* _REQUIREMENT 1_
Show every line in the entries below that contains the word "shirt", copying each line in full. Case counts.

--- start READING TEXT ---

And so Stephen steps up to the microphone, Mike hits (mostly) the right piano chords (he's been practising for this!) and John (or Joanna?) does some subtle percussion.

There's a reason stuff like this never gets an official release, of course. We all know this is not really up to standard. But when you love an artist or a band, it's these kind of special treats that subjectively are right up there. I love it through all of the fumbles, missed lines and 'jazz' notes.

Makes you think about the parallels between 1995's 'no setlist' disasters (rumoured, cause the shows I've heard were pretty excellent) and 2003's relaxed approach to the setlist. In the Jicks he had a band that could really follow him wherever the moment took him (for better or worse – but in this case definitely better).

I don't know why, but this ends up with a weird band discussion about homemade pot cultivating (in a closet) and rumours of auto-asphyxiation. Thank God I don't practice Freudian analysis or they'd really be in trouble.
48
2003/12/02?
Nervous actors

The missing piece of the 'Face the truth' puzzle? The date on this recording may be a mistake. There's a whole set from that day (up next) and this performance is definitely not from the same tape. But this is Stephen and the Jicks sometime late 2003, formulating more steps toward the difficult third album.

The song 'Nervous actors' would all but disappear after this unique recording, but traces of it lingered, ghosts in the background making up a whisper of a very hard time getting to 'Face the truth'. The lyrics are on the album, but whispered in the coda to 'It kills', buried under solos and guitar noise. The song would turn up one last time after the album's release, at a solo acoustic KCRW session where Stephen lets 'It kills' (again) trail off into an extemporization of the song, by that time no more than half remembered.

--- end READING TEXT ---
--- start RAW RECORDS ---

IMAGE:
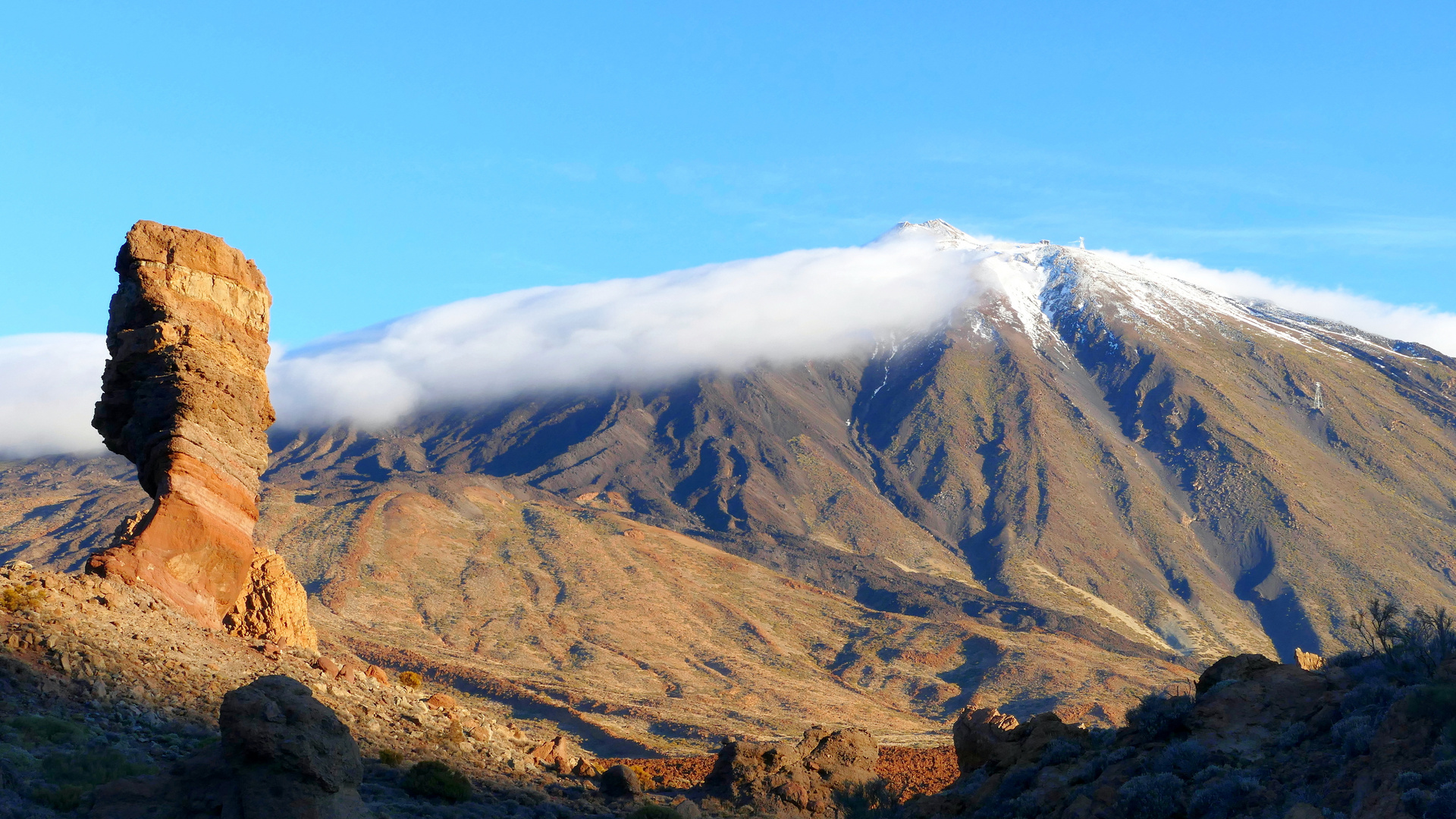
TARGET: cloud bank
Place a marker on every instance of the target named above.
(628, 331)
(632, 331)
(50, 384)
(1405, 322)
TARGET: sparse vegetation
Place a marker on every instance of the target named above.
(89, 768)
(1419, 643)
(22, 598)
(437, 780)
(49, 730)
(1159, 714)
(654, 811)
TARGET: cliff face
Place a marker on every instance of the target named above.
(185, 398)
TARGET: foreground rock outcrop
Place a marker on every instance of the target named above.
(281, 754)
(185, 398)
(795, 779)
(1356, 738)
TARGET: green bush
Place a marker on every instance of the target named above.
(1433, 703)
(22, 598)
(60, 798)
(91, 768)
(436, 779)
(47, 729)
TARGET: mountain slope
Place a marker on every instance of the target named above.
(1091, 471)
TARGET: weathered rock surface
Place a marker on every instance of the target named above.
(290, 754)
(795, 777)
(283, 754)
(185, 398)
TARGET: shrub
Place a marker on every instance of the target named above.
(870, 800)
(1369, 697)
(47, 729)
(22, 598)
(1225, 795)
(1293, 735)
(1090, 770)
(1432, 703)
(436, 779)
(1354, 735)
(1161, 713)
(1150, 796)
(1017, 780)
(1414, 800)
(91, 768)
(1181, 758)
(58, 798)
(1060, 751)
(1442, 803)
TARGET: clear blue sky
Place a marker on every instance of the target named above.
(382, 158)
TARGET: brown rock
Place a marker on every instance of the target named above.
(185, 398)
(979, 736)
(1232, 670)
(274, 607)
(794, 777)
(620, 781)
(1308, 661)
(283, 754)
(441, 701)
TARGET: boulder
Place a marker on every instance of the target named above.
(185, 398)
(283, 754)
(986, 736)
(620, 781)
(1308, 661)
(441, 701)
(797, 779)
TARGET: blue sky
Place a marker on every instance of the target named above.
(379, 159)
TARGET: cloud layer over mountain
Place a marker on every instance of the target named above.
(50, 384)
(631, 331)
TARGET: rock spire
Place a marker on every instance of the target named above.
(185, 398)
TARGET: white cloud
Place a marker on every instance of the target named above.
(631, 331)
(628, 331)
(1405, 322)
(50, 384)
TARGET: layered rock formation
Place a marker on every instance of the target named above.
(185, 398)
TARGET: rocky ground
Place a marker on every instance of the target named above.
(104, 682)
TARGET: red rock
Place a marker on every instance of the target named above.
(441, 701)
(185, 398)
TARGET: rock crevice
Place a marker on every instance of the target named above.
(185, 398)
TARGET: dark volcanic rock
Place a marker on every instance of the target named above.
(620, 781)
(795, 777)
(283, 754)
(185, 398)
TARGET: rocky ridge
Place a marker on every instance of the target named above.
(185, 398)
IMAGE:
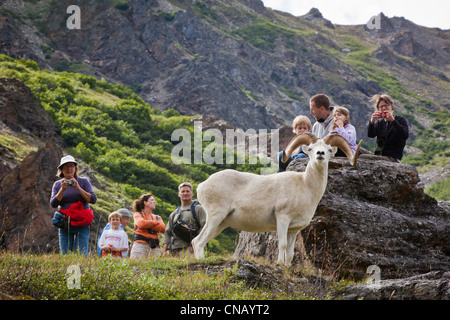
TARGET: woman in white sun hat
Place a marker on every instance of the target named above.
(72, 195)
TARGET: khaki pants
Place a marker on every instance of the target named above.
(143, 250)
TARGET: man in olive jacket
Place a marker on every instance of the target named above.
(173, 244)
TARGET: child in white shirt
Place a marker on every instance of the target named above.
(114, 241)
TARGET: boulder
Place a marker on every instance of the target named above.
(371, 214)
(433, 285)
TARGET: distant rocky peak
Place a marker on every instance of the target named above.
(314, 15)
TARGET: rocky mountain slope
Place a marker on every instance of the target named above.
(236, 59)
(372, 215)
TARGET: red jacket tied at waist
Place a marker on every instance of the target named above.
(78, 215)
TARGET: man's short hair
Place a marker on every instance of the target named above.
(321, 100)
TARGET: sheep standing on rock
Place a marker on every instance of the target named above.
(284, 202)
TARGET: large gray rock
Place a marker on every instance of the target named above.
(371, 214)
(430, 286)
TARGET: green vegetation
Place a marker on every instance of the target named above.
(263, 33)
(48, 277)
(117, 134)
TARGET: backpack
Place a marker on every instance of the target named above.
(183, 229)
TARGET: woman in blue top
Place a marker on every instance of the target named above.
(342, 126)
(65, 192)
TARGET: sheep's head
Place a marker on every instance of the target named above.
(321, 149)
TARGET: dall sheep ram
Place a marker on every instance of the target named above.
(284, 202)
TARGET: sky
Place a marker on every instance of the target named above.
(430, 13)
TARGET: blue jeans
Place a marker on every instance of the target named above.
(75, 239)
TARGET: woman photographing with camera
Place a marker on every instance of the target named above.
(146, 228)
(390, 130)
(72, 195)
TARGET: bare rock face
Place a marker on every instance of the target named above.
(433, 285)
(21, 111)
(25, 211)
(372, 214)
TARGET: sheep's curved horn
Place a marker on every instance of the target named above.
(297, 141)
(336, 140)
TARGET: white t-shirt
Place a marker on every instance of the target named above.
(117, 238)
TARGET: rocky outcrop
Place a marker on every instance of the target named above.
(25, 211)
(372, 214)
(429, 286)
(249, 65)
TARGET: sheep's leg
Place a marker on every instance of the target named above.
(282, 228)
(211, 229)
(291, 237)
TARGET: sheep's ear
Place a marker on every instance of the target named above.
(334, 151)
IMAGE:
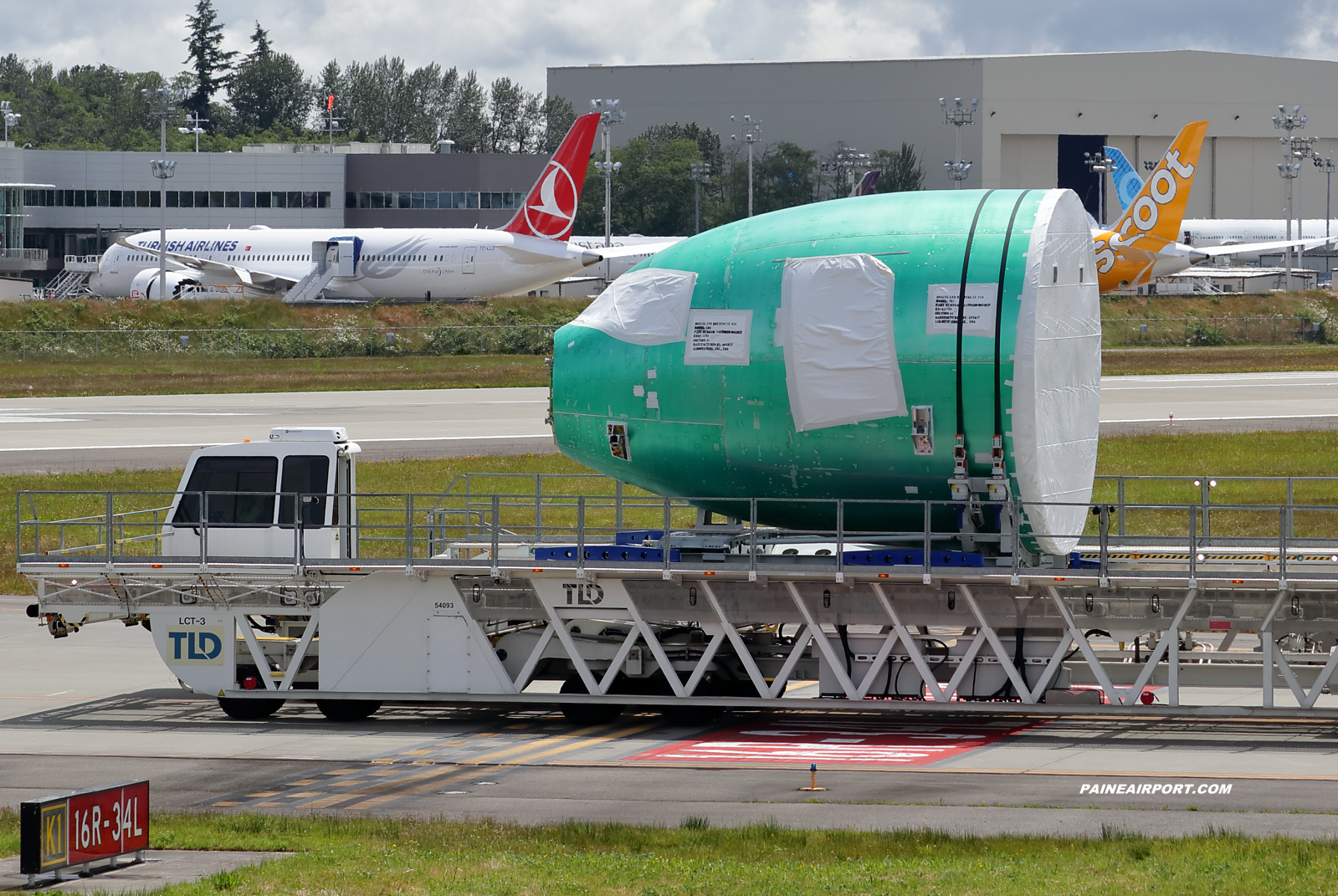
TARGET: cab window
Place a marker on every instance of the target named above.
(237, 491)
(308, 476)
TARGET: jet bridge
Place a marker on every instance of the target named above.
(593, 596)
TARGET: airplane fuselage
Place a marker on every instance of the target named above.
(391, 263)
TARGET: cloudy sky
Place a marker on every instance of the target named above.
(520, 38)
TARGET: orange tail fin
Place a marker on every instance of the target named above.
(1159, 207)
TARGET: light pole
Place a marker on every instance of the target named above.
(1290, 169)
(1099, 163)
(11, 118)
(609, 115)
(194, 127)
(331, 122)
(1328, 167)
(163, 103)
(751, 134)
(699, 173)
(957, 115)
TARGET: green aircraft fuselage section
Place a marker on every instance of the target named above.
(727, 431)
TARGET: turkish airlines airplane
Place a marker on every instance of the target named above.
(531, 250)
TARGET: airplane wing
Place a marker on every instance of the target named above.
(244, 274)
(623, 252)
(1264, 248)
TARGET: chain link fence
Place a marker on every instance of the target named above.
(1214, 330)
(273, 343)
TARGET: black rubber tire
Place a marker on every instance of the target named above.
(249, 710)
(690, 716)
(587, 714)
(346, 710)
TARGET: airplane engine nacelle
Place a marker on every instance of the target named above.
(145, 285)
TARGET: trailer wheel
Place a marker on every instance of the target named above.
(346, 710)
(587, 713)
(247, 710)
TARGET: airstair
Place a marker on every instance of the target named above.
(74, 279)
(331, 259)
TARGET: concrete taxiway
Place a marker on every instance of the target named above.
(100, 706)
(146, 433)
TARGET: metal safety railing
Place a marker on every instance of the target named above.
(1269, 542)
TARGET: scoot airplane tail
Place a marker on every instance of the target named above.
(1159, 207)
(551, 206)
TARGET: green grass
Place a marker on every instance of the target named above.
(1183, 456)
(377, 856)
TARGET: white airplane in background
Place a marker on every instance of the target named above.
(1207, 233)
(531, 250)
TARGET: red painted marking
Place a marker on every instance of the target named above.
(833, 742)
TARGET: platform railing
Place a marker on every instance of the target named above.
(511, 530)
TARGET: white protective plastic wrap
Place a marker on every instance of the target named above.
(835, 325)
(645, 306)
(1058, 373)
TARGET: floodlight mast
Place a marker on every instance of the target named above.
(194, 127)
(957, 115)
(163, 102)
(11, 120)
(750, 136)
(699, 173)
(609, 115)
(1290, 170)
(1328, 167)
(1099, 163)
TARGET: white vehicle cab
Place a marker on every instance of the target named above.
(252, 499)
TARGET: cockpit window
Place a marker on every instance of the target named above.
(236, 491)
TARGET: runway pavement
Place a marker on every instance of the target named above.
(145, 433)
(100, 706)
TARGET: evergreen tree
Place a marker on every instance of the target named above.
(900, 169)
(207, 56)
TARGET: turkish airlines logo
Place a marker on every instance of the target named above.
(556, 207)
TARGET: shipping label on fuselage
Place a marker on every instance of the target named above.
(717, 336)
(978, 319)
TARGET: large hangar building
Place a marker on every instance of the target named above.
(1038, 114)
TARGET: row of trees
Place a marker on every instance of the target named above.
(267, 96)
(654, 196)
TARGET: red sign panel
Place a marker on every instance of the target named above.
(87, 826)
(833, 741)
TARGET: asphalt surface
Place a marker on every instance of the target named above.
(98, 706)
(145, 433)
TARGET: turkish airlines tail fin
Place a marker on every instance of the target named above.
(1159, 207)
(551, 205)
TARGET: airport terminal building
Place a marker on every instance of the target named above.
(1038, 114)
(60, 203)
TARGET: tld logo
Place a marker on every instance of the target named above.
(200, 646)
(583, 594)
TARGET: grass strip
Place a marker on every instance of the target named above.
(377, 856)
(176, 376)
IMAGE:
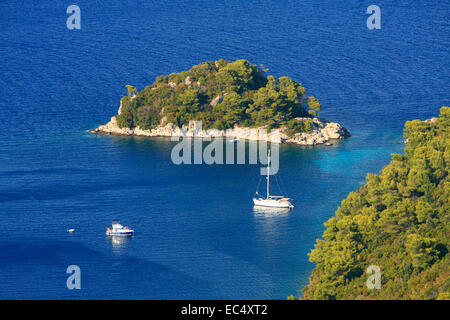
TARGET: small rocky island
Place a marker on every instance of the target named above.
(231, 99)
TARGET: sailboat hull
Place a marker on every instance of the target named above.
(272, 203)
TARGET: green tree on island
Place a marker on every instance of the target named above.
(130, 89)
(221, 94)
(399, 220)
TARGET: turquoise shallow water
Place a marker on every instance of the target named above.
(196, 233)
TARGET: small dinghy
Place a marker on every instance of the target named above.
(117, 229)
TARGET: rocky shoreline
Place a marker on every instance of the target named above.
(322, 133)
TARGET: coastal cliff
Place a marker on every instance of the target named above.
(396, 226)
(231, 100)
(322, 132)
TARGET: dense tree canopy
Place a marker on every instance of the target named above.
(221, 94)
(399, 221)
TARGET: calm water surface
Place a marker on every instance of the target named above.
(196, 233)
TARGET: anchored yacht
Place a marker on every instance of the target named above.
(117, 229)
(269, 200)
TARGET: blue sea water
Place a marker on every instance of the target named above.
(197, 236)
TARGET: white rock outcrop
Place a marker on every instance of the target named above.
(323, 131)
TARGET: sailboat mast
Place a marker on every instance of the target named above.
(268, 174)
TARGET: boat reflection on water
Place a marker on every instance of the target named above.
(270, 212)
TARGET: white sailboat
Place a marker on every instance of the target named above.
(272, 201)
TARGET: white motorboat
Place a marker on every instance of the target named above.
(118, 230)
(272, 201)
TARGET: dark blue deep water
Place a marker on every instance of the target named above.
(196, 233)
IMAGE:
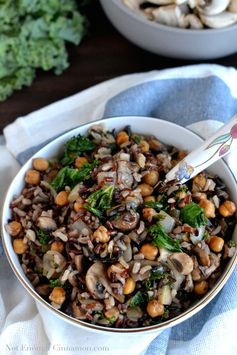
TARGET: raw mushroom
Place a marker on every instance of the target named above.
(126, 221)
(224, 19)
(97, 282)
(233, 6)
(193, 22)
(182, 262)
(169, 15)
(213, 7)
(193, 14)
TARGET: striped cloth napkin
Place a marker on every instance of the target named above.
(200, 97)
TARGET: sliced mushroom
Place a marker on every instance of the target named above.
(126, 221)
(80, 226)
(224, 19)
(233, 6)
(43, 289)
(97, 282)
(170, 15)
(78, 260)
(179, 278)
(46, 223)
(182, 262)
(213, 7)
(194, 3)
(194, 21)
(127, 255)
(188, 283)
(77, 312)
(202, 256)
(164, 295)
(124, 174)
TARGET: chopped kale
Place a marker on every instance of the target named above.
(193, 215)
(70, 177)
(75, 147)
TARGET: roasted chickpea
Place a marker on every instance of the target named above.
(200, 288)
(155, 308)
(227, 209)
(199, 183)
(150, 199)
(14, 228)
(80, 161)
(122, 138)
(77, 206)
(19, 247)
(148, 213)
(58, 295)
(182, 154)
(144, 146)
(110, 271)
(61, 198)
(209, 208)
(146, 190)
(112, 313)
(129, 286)
(101, 234)
(181, 194)
(200, 196)
(32, 177)
(57, 246)
(40, 164)
(149, 251)
(151, 178)
(216, 244)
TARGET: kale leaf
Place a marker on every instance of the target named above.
(162, 239)
(33, 35)
(138, 299)
(193, 215)
(75, 147)
(70, 177)
(43, 237)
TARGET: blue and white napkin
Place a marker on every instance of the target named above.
(200, 97)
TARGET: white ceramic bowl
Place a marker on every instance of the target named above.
(170, 41)
(167, 132)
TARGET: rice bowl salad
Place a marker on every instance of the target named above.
(101, 238)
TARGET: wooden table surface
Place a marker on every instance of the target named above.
(103, 54)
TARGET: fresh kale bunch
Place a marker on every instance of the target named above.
(33, 34)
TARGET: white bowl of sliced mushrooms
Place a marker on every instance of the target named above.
(97, 239)
(189, 29)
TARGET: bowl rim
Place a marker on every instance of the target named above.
(176, 30)
(196, 307)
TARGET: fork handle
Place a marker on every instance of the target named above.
(214, 148)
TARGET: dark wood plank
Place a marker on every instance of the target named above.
(102, 55)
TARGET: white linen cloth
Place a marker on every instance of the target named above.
(200, 97)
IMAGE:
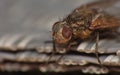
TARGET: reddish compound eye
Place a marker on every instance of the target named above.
(66, 32)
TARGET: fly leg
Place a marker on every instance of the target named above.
(53, 52)
(96, 48)
(67, 49)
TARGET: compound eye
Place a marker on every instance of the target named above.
(66, 32)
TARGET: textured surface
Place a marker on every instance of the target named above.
(25, 26)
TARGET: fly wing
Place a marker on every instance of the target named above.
(104, 21)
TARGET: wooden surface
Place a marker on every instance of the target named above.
(26, 24)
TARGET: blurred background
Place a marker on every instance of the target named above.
(34, 17)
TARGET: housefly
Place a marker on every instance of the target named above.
(81, 24)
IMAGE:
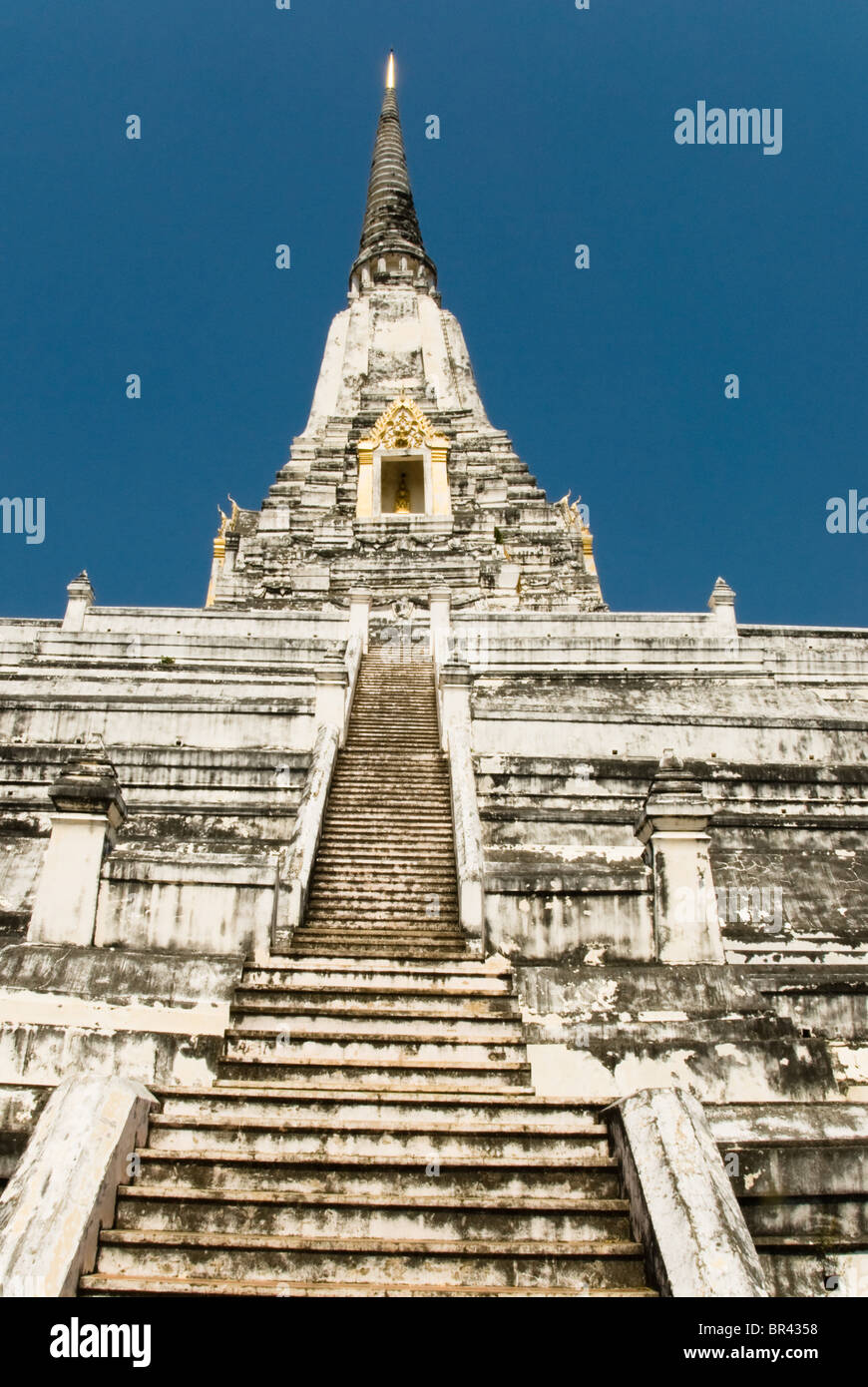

--- end RAW RECORDS ---

* _REQUIREMENT 2_
Summarize the passage on the Stephen and the Jicks recordings in two sentences.

* _RESULT 1_
TARGET: child in white shirt
TARGET: white t-shirt

* _RESULT 2_
The writer loves an unreleased performance that is not really up to standard, despite its fumbles and missed lines, and notes that the Jicks could follow Stephen wherever the moment took him. A possibly misdated late-2003 recording of 'Nervous actors' shows the band working toward the third album, after which the song all but disappeared, surviving as whispered lyrics in the coda to 'It kills' on 'Face the truth' and once more at a solo acoustic KCRW session.